Exercise:
Across the records that follow, how many lines contain the string "above"? Answer with the number only.

Information given:
+ + + + + + +
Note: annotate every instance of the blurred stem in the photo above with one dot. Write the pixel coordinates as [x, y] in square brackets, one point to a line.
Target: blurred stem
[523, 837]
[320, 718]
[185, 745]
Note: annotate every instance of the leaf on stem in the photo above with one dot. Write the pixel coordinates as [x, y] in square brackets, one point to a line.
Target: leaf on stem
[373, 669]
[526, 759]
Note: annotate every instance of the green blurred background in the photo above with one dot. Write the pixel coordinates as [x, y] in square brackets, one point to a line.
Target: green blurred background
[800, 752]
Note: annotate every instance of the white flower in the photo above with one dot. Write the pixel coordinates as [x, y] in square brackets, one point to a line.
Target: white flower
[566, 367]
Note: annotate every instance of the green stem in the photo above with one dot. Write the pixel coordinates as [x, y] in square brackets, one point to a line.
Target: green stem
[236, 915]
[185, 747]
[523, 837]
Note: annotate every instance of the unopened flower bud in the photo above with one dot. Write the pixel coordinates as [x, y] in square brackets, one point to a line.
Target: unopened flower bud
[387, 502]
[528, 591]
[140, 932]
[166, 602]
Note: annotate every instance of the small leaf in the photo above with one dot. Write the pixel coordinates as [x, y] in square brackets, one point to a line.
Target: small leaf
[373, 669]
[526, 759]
+ + + + + + +
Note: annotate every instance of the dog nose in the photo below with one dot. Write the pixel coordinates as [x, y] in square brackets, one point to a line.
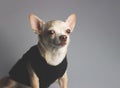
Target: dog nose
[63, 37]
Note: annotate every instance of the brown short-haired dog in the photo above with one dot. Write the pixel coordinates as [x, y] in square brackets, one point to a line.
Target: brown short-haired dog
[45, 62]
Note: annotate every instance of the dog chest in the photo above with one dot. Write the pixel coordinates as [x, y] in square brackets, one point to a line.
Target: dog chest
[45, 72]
+ + + + + + +
Written answer:
9